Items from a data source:
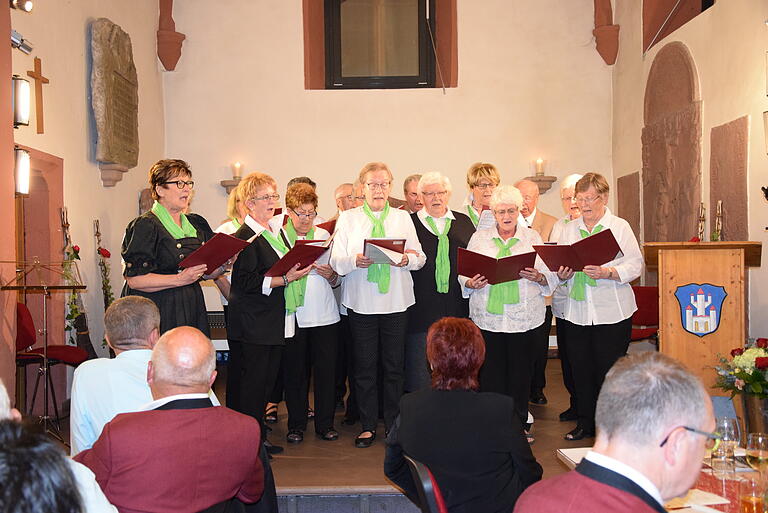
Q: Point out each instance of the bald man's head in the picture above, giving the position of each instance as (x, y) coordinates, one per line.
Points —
(530, 192)
(183, 361)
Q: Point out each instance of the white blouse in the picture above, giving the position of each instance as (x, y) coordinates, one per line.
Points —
(529, 312)
(358, 294)
(610, 301)
(319, 307)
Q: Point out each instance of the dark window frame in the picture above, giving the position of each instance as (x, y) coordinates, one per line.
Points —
(333, 77)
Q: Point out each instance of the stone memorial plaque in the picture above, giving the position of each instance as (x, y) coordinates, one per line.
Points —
(115, 100)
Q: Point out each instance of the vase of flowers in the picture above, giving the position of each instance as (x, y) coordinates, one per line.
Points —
(744, 374)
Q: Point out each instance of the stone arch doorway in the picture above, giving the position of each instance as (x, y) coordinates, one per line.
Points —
(671, 140)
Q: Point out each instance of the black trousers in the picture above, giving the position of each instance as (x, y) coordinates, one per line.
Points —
(565, 363)
(539, 376)
(315, 347)
(378, 337)
(508, 366)
(592, 351)
(257, 365)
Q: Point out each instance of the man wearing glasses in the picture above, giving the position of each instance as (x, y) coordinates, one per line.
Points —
(654, 421)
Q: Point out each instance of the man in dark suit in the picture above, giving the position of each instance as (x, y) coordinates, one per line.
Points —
(654, 421)
(165, 459)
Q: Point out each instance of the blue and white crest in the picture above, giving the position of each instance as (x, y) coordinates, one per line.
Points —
(700, 307)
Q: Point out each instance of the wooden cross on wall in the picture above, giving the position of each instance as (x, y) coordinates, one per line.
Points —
(37, 74)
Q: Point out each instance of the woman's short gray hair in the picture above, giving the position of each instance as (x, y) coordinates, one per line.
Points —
(433, 178)
(506, 195)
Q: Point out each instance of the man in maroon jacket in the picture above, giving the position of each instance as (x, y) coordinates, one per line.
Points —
(181, 453)
(654, 420)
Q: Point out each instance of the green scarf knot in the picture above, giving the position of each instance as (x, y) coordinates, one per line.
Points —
(503, 293)
(378, 273)
(580, 279)
(177, 232)
(442, 262)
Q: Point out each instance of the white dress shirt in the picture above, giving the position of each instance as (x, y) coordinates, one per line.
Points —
(625, 470)
(358, 294)
(529, 312)
(610, 301)
(104, 387)
(266, 288)
(320, 307)
(94, 500)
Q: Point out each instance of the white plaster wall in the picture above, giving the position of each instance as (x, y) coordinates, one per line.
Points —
(59, 32)
(530, 84)
(728, 43)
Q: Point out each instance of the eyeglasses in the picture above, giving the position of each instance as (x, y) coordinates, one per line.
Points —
(437, 194)
(181, 183)
(310, 215)
(713, 439)
(273, 197)
(588, 201)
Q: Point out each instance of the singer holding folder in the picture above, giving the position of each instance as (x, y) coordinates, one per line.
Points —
(377, 296)
(509, 314)
(597, 313)
(158, 240)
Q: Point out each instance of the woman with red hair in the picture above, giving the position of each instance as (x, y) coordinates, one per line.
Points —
(472, 442)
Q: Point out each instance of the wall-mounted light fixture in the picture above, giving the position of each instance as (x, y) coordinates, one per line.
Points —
(21, 170)
(18, 41)
(22, 5)
(21, 101)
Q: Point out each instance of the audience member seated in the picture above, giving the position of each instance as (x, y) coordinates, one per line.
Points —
(182, 454)
(654, 420)
(37, 476)
(104, 387)
(473, 442)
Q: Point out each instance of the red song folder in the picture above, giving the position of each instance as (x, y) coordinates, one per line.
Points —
(596, 249)
(217, 250)
(304, 254)
(384, 250)
(495, 270)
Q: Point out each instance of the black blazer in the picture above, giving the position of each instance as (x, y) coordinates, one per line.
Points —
(254, 318)
(430, 304)
(472, 442)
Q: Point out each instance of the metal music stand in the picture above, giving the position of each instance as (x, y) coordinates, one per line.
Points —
(42, 278)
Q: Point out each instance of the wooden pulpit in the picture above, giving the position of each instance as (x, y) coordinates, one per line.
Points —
(702, 300)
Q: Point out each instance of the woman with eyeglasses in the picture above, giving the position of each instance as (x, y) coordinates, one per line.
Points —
(597, 313)
(377, 296)
(155, 243)
(441, 232)
(510, 314)
(262, 309)
(317, 318)
(482, 179)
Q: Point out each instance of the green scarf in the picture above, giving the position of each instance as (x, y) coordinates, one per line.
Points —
(294, 294)
(580, 279)
(503, 293)
(378, 273)
(301, 284)
(472, 215)
(442, 263)
(177, 232)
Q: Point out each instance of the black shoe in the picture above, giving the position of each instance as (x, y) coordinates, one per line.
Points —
(294, 436)
(362, 443)
(578, 434)
(271, 448)
(329, 435)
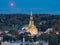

▶ Work instructions: Write out only the lines that run from the line containing "Q: Point out each instance of the metal" through the line containing "Q: Point out each instance of the wooden pulpit", both included, exactly as they appear above.

▶ Completed task:
Q: Point out each instance of the metal music stand in the picture above, giving the position of each instance as (x, y) coordinates, one per line.
Points —
(42, 278)
Q: Point out each instance of the wooden pulpit in the picture above, giving the position of each instance as (x, y) coordinates, one per line.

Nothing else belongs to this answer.